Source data
--- Begin ---

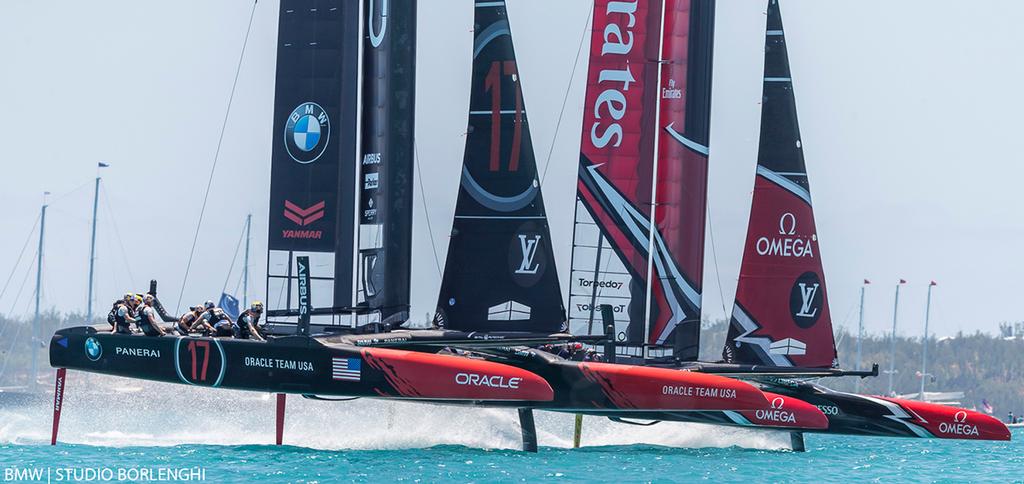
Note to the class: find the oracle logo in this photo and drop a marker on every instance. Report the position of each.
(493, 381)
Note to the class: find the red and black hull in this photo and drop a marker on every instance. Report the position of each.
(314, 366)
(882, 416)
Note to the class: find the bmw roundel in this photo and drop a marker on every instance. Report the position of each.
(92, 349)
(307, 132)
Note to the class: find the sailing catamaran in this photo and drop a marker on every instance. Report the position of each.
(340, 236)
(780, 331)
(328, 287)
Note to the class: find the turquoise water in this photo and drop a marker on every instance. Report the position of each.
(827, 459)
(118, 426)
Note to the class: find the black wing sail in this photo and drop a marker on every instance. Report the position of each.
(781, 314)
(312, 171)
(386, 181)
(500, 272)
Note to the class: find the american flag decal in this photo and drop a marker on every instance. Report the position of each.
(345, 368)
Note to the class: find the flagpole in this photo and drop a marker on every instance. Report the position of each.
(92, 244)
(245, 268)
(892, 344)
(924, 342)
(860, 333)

--- End ---
--- Begin ---

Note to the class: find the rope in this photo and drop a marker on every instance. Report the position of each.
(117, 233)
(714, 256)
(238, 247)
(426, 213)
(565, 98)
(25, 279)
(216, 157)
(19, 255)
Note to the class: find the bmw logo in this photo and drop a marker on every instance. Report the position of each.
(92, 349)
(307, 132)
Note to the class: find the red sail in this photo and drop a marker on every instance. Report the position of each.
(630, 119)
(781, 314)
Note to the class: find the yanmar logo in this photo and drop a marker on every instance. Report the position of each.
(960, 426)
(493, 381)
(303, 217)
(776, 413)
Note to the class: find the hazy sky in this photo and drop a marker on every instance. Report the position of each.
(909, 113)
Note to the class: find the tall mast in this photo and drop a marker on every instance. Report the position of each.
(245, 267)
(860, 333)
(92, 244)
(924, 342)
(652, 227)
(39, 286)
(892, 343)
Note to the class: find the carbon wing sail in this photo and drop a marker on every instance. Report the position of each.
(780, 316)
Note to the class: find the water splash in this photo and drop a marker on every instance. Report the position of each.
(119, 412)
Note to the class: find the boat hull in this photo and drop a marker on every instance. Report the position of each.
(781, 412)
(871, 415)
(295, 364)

--- End ---
--- Begin ---

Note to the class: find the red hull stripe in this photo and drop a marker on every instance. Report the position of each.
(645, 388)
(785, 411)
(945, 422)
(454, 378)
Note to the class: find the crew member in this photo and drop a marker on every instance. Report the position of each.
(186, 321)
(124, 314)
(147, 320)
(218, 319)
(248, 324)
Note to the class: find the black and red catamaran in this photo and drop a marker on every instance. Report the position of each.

--- End ---

WHAT YOU WILL DO:
Pick out every line in the records above that contains the word "water", and copy each one.

THE COMPLETED TASK:
Note to the class: find the turquoise water in this photo and drop a marker on every instance. Report the position of each.
Note to the class: find the water splash in this photo and drop a marker on every instance. Report the position of each.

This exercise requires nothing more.